## Alıntı

Yedi sene aramız var, az değil. Yani 74 ve 81’den bahsediyorum, Türkiye konjüktörüne baktığında iki tane büyük olay yaşanmış. Bir Kıbrıs Harekatı, bir tane darbe geçiriyor ülke. Daha sonra sen geliyorsun dünyaya. Sadece aile içinde değil, içinde bulunduğumuz ortamdan, ekonomiden de bahsetmek lazım. Yani hayat çok kolay değilken bir anda, kapalı ekonomiden açık ekonomiye geçtik gibi… Yani milattan önce, milattan sonra… Türkiye’nin milattan öncesi, milattan sonrası, senin ve benim büyüdüğümüz dönemlere denk geliyor aslında.

Hatta bana dedi ki “yurtdışında okuyacaksın.” Yani hakikaten Stanford mezunu olan bir insan olarak 1949’da… Robert Koleji o senelerde, 47’de zannediyorum, Bachelor of Arts veriyor, o Bachelor of Science mezunu Robert Kolej’den. Oradan çıkıyor, Stanford’da kabul oluyor. Gemilerle günlerce gidiyor. 47’de giriyor 49’da Master of Science’ını yaparak mezun oluyor.

## Hedefler
• A. Alıntıda "Hatta bana dedi" ile "yaparak mezun oluyor." arasındaki bölümü, bu ifadeler de dahil olmak üzere hiçbir değişiklik yapmadan tekrar verin.
• B. Alıntıya göre 74 ile 81 arasında Türkiye'de hangi iki büyük olay yaşanmış?

## Veri kümesi

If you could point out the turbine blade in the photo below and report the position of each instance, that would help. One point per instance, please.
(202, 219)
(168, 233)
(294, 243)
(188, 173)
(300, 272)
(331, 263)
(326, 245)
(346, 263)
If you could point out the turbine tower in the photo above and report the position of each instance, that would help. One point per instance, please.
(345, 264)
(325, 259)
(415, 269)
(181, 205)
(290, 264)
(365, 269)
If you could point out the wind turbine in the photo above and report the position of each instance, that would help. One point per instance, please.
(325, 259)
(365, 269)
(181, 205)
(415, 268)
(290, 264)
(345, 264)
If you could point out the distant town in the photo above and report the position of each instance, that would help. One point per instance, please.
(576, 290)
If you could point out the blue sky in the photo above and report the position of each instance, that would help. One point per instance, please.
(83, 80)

## Alıştırma çözümleri
• A.
Hatta bana dedi ki “yurtdışında okuyacaksın.” Yani hakikaten Stanford mezunu olan bir insan olarak 1949’da… Robert Koleji o senelerde, 47’de zannediyorum, Bachelor of Arts veriyor, o Bachelor of Science mezunu Robert Kolej’den. Oradan çıkıyor, Stanford’da kabul oluyor. Gemilerle günlerce gidiyor. 47’de giriyor 49’da Master of Science’ını yaparak mezun oluyor.

• B. Kıbrıs Harekâtı ve bir darbe.